Syncing moved files

Matt McCutchen hashproduct+rsync at gmail.com
Sat Sep 23 01:18:29 GMT 2006


On 9/22/06, Wayne Davison <wayned at samba.org> wrote:
> On Fri, Sep 22, 2006 at 07:17:02PM -0400, Matt McCutchen wrote:
> > I suppose you want the receiver to skip the transfer entirely and just
> > move the file if --checksum is on and the checksums match.
>
> That doesn't really save you time (over leaving --checksum off) since
> you have to read the entire file (and every file too!) to compute the
> checksums.

True, but the user might need --checksum for a reason other than
performance (e.g. not hitting destination mtimes of files whose source
mtime changed but whose data didn't), and rsync should make the best
of that situation.

> > --fuzzy and --detect-renamed are very similar; they just consider
> > different sets of potential basis files.  Perhaps their
> > implementations should be merged.

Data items
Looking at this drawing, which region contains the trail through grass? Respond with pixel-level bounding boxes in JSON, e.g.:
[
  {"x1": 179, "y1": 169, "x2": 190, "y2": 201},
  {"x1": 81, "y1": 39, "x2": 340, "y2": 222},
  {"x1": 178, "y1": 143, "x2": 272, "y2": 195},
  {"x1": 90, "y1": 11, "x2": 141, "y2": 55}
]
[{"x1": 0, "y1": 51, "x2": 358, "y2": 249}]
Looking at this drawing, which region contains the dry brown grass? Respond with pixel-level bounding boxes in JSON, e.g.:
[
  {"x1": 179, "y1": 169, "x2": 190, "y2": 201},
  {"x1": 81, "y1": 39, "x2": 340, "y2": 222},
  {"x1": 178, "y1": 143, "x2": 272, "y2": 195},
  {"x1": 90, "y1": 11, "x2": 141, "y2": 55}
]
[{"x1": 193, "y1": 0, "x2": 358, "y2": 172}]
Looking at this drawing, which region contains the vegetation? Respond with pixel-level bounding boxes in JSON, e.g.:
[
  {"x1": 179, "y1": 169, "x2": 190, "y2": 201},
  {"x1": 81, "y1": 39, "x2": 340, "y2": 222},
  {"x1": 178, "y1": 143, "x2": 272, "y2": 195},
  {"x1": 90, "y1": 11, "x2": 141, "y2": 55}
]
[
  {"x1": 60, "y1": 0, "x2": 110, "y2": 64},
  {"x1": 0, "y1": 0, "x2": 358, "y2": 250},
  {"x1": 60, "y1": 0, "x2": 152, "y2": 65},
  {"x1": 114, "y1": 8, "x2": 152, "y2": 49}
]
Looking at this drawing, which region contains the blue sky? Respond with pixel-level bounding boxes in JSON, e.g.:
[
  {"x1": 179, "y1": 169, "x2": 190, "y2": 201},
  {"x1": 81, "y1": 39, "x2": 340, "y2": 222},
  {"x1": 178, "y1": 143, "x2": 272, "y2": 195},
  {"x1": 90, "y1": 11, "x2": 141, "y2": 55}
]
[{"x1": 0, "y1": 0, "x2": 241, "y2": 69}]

---

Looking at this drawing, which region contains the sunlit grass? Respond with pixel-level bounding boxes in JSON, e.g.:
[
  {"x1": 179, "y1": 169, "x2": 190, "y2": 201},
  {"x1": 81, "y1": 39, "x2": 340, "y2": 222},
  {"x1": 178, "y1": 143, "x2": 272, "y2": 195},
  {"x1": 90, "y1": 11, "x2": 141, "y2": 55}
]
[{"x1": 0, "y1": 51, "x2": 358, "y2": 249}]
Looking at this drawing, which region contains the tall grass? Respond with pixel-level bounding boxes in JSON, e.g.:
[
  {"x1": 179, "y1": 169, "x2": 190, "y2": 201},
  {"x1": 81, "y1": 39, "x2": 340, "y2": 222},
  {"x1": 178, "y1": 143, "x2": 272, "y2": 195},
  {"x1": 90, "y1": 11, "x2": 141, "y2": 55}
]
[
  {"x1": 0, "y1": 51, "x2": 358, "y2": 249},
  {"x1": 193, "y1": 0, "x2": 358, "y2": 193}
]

--

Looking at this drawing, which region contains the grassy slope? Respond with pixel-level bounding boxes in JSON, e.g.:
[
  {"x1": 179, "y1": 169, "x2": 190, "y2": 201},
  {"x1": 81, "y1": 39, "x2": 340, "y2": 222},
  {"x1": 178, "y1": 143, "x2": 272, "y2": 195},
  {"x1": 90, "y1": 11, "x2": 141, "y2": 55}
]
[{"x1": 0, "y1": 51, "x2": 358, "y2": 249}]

Task instructions:
(a) In the rsync mailing-list post, which two options are described as very similar because they only consider different sets of potential basis files?
(b) Shorten the paragraph of the rsync mailing-list post that begins "True, but the user might need" into a single sentence, keeping its main facts.
(c) Resume the rsync mailing-list post at the point where it stops.

Answers for this exercise:
(a) --fuzzy and --detect-renamed.

(b) A user might need --checksum for reasons other than performance, such as not hitting destination mtimes of files whose source mtime changed but whose data didn't, so rsync should make the best of that situation.

(c)
>
> While they have a little overlap in functionality (since fuzzy can find
> a renamed file in the same dir), the main purpose of --fuzzy (as I see
> it, at least) is an attempt to use an older version of a file to speed
> up the transfer of a newer version.  For instance, if someone uses the
> --rsyncable gzip on their tar files in a release dir, when they release
> a new version of a source tar, --fuzzy would try to use the previous
> version (in the same dir) as a source of matching data for the new
> version.  This name matching is the slowest part of the current
> algorithm (for large directories), and is the main reason why the two
> algorithms should probably not be merged.

I'm not proposing that fuzzy name matching be done on deleted files; I
know what you think about /that/!  What I was getting at is that
--detect-renamed only considers files that pass the quick check with
the source file and --fuzzy takes such files immediately in preference
to name matching.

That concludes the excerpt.